Exercise objective: Show every line of the rows below that contains the word "dark", copied in full.
..........
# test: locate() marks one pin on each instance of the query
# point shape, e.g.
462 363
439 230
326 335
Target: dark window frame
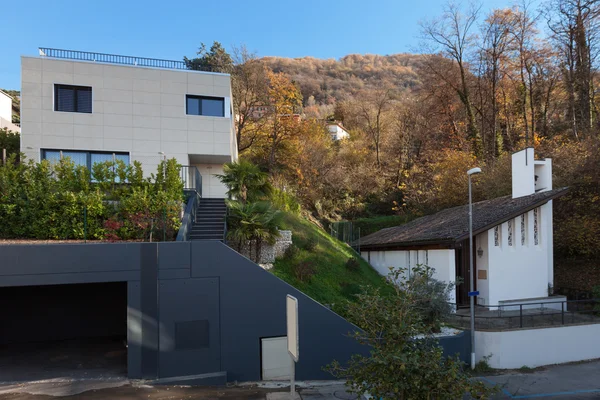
76 89
88 155
200 98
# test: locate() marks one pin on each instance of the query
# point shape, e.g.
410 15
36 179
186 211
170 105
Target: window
69 98
202 105
84 158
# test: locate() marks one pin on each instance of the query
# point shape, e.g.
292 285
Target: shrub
353 265
291 252
304 271
59 200
350 290
399 364
430 296
310 244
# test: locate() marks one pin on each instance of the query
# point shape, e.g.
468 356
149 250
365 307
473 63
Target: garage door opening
72 331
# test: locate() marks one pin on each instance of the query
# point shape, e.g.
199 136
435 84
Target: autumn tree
282 118
452 36
574 25
215 59
250 90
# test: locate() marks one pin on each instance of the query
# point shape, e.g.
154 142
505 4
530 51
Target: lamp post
471 172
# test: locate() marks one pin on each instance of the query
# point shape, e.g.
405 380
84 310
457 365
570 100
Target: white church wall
482 264
519 270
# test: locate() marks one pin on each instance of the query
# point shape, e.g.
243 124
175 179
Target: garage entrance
73 331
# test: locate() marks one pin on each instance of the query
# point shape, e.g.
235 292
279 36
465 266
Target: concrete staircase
210 220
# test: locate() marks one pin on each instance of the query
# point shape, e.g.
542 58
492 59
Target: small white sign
291 305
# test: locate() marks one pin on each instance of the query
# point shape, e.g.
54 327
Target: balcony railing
529 315
112 58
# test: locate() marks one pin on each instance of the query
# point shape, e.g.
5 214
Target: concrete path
566 381
124 390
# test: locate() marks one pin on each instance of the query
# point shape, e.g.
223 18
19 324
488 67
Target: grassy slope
332 283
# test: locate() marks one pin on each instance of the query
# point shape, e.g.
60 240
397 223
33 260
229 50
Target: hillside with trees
486 85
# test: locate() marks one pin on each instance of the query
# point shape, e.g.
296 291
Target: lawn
333 282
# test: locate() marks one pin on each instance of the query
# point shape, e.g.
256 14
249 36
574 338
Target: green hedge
65 201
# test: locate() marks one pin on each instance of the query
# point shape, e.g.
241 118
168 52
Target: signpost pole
291 308
292 378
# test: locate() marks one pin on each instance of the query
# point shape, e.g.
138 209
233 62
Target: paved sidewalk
566 381
125 390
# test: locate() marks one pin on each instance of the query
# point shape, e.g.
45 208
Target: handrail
523 315
189 217
112 58
191 178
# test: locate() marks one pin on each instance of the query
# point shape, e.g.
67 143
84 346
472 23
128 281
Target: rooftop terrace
113 59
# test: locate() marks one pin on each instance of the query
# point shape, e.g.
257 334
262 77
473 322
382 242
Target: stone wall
269 253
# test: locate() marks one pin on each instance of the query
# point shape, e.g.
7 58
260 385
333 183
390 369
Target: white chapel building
513 243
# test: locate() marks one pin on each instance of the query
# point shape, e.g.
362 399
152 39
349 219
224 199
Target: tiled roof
452 225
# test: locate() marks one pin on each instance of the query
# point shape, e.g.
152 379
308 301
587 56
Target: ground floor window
84 158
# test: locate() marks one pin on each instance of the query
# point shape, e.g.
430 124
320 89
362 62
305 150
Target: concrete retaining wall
537 347
268 253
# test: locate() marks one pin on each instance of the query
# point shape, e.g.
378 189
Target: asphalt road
566 381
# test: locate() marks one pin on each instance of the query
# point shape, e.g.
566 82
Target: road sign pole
292 378
291 307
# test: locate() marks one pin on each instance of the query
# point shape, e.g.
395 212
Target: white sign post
291 308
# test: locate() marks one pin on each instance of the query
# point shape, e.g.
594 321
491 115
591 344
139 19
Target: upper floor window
84 158
203 105
69 98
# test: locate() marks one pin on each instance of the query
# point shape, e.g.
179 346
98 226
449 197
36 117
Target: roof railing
112 58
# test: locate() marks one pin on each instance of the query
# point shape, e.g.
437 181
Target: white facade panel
276 364
134 109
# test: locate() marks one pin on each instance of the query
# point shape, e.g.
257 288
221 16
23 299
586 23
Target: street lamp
471 172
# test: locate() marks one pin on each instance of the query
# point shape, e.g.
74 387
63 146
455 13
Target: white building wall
137 110
523 174
442 261
6 113
5 106
519 271
482 264
537 347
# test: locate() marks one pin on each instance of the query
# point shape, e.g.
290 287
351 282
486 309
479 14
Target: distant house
6 113
513 242
337 131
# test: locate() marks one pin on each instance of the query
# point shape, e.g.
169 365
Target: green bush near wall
66 201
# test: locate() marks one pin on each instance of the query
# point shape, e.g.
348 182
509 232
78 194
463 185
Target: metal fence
112 58
347 233
529 315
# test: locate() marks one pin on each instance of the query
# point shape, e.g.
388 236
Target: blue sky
172 29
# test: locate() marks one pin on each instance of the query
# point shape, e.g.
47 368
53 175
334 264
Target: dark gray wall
60 312
458 345
193 307
253 307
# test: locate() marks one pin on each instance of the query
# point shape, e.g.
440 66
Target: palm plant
254 223
245 181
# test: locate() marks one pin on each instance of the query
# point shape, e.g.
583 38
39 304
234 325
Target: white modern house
337 131
6 113
94 107
513 243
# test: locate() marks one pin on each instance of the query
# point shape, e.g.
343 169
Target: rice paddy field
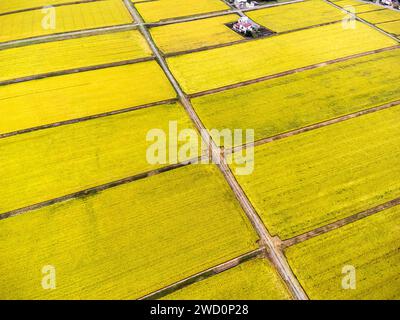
115 183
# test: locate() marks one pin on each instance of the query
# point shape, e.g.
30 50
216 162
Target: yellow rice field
195 34
72 53
252 280
199 71
83 193
47 164
297 100
127 241
357 6
68 18
296 16
15 5
391 27
312 179
35 103
370 245
153 11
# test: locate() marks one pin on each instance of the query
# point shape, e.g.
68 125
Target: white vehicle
243 4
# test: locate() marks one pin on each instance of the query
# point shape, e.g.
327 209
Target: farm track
96 31
340 223
96 189
203 275
92 117
276 256
54 6
273 246
314 126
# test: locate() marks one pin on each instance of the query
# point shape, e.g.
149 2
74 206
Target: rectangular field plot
15 5
314 178
195 34
127 241
391 27
35 103
296 16
279 105
72 53
251 280
42 165
370 245
199 71
380 16
68 18
158 10
359 6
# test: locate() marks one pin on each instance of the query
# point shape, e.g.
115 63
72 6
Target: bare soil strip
276 255
339 223
94 190
53 5
66 35
75 70
314 126
221 45
96 31
285 73
91 117
363 21
203 275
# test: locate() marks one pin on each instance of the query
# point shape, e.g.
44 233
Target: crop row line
..........
Solved exercise:
Target: dark window frame
Target: dark gray wall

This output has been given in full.